» CHALLENGE:
Copy every one of the entries below verbatim, omitting the pictures.

» SUPPLIED INFORMATION:

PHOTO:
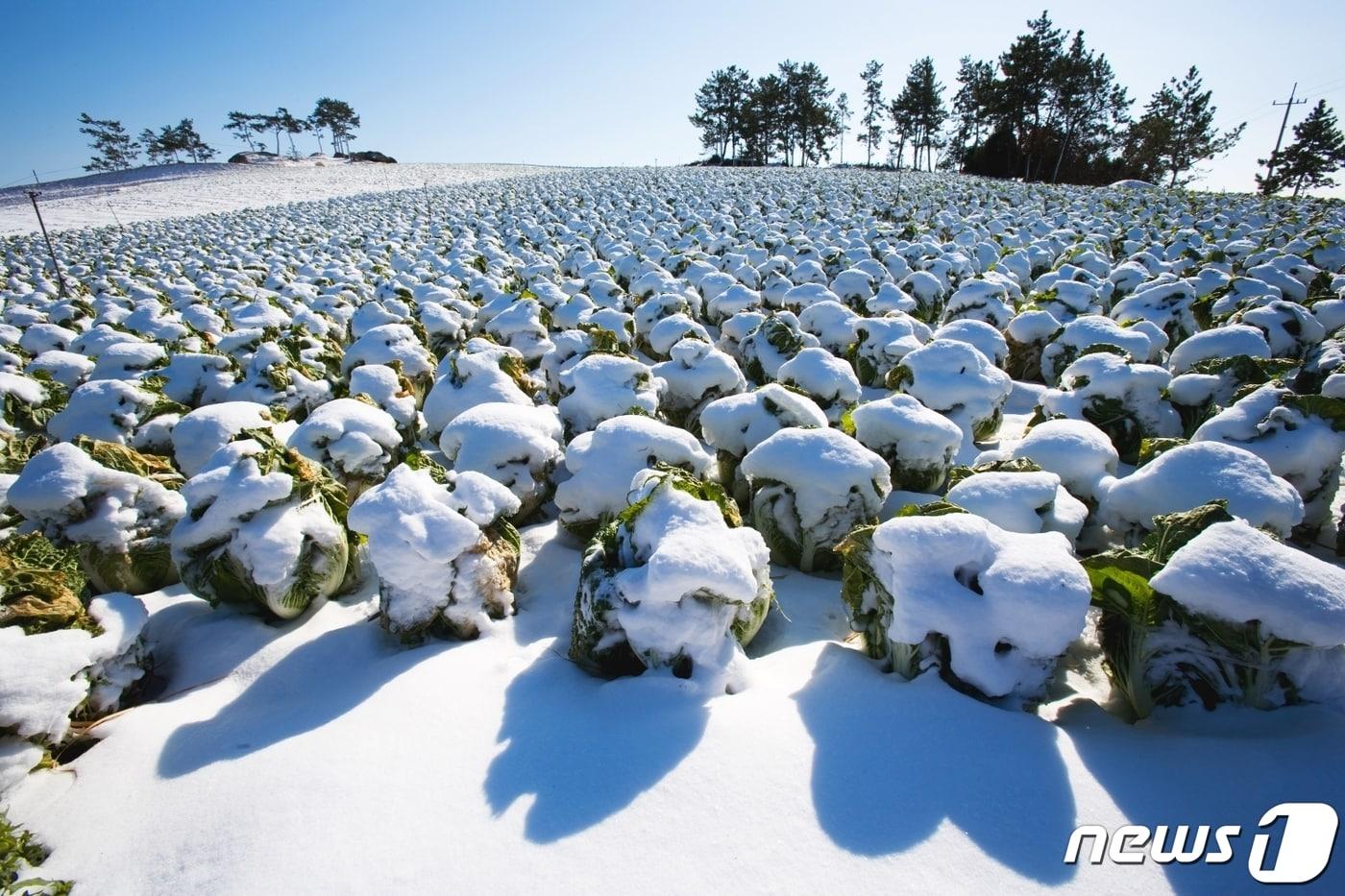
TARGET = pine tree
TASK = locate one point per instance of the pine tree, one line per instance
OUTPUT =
(972, 107)
(1088, 108)
(241, 125)
(1025, 91)
(339, 118)
(924, 113)
(187, 140)
(710, 114)
(766, 118)
(113, 147)
(843, 120)
(873, 108)
(1177, 131)
(1317, 153)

» SOLUTION:
PHOTO:
TARGET = pine tree
TASK = locate one point per instance of the pine tree, one line per instance
OUTPUT =
(972, 107)
(1088, 108)
(241, 125)
(1025, 91)
(339, 118)
(924, 113)
(187, 140)
(710, 114)
(766, 118)
(113, 147)
(843, 120)
(873, 108)
(1177, 131)
(1317, 153)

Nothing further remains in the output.